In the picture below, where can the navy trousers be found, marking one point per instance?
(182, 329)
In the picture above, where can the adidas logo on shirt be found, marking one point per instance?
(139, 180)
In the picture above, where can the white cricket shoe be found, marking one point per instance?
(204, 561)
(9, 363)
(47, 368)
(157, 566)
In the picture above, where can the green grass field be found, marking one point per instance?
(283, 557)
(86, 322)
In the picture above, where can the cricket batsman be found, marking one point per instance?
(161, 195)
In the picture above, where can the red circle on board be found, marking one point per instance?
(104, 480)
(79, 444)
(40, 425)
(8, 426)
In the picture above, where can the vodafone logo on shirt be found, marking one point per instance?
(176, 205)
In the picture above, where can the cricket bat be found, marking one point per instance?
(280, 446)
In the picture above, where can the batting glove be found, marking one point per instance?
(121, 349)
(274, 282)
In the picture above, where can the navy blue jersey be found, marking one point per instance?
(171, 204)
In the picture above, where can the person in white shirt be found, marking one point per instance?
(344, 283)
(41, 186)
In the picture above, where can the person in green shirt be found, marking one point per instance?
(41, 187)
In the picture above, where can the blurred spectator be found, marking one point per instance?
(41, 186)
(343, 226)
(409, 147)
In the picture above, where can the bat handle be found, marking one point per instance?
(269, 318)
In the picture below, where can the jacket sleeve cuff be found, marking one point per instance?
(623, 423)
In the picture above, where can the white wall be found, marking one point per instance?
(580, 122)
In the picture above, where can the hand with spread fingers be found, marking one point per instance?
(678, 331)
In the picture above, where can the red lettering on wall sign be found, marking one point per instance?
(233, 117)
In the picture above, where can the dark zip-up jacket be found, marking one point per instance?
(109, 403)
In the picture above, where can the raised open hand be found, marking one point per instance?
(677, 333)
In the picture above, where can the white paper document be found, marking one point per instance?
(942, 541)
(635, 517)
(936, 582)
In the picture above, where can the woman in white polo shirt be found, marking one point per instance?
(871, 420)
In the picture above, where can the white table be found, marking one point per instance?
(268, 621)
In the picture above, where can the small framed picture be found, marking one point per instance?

§ **Aim of the exercise**
Copy out every one of the items above, word for word, keeping each line as it stands.

§ **Response to this task**
In the picture below, where can the navy trousers be found, marking one point per instance?
(182, 329)
In the picture above, where can the adidas logo on shirt be found, marking one point per instance?
(139, 180)
In the picture above, where can the white cricket shoe be found, marking one point per instance?
(204, 561)
(9, 363)
(47, 368)
(157, 566)
In the picture above, where can the green grass field be found, marking one point per instance?
(283, 557)
(86, 322)
In the picture above, where can the cricket batsman be found, marking one point per instance?
(161, 195)
In the picture above, where can the red circle on board be found, marking one point per instance?
(104, 480)
(79, 444)
(40, 425)
(8, 426)
In the picture above, where can the vodafone logo on shirt be found, marking one point per instance?
(176, 205)
In the picture above, where can the cricket bat be found, marking one point per instance?
(280, 446)
In the picture above, where can the batting glove be found, marking one point per instance?
(121, 349)
(274, 282)
In the picture above, where can the navy blue jersey be found, marking one point per instance?
(171, 204)
In the picture above, where can the person in white shirt be found, marking one point per instance?
(344, 283)
(41, 186)
In the picture above, where can the person in green shirt be found, marking one point per instance?
(41, 187)
In the picture above, where can the blurred spectator be found, marking one point per instance?
(41, 186)
(343, 226)
(409, 147)
In the picture above, where can the bat handle be found, marking one point per instance?
(269, 318)
In the picture below, where can the jacket sleeve cuff be found, marking one point per instance?
(623, 423)
In the picture above, where can the white wall be found, marking one point per instance?
(580, 122)
In the picture above, where can the hand with spread fingers be found, marking one point per instance?
(678, 331)
In the picture above, where can the red lettering on wall sign be found, marking one point per instance?
(233, 117)
In the picture above, where can the dark zip-up jacket be found, marking one point per instance?
(109, 403)
In the picture above, where can the raised open hand be found, marking one point per instance?
(677, 333)
In the picture above, where can the white paper document be found, marking one point per instance?
(942, 541)
(635, 517)
(936, 582)
In the picture above, where can the woman in white polo shirt be found, marking one point per instance?
(871, 420)
In the picture above, where can the white table be found, marking one point per instance?
(268, 621)
In the picture above, where can the small framed picture be found, marking one point per instance?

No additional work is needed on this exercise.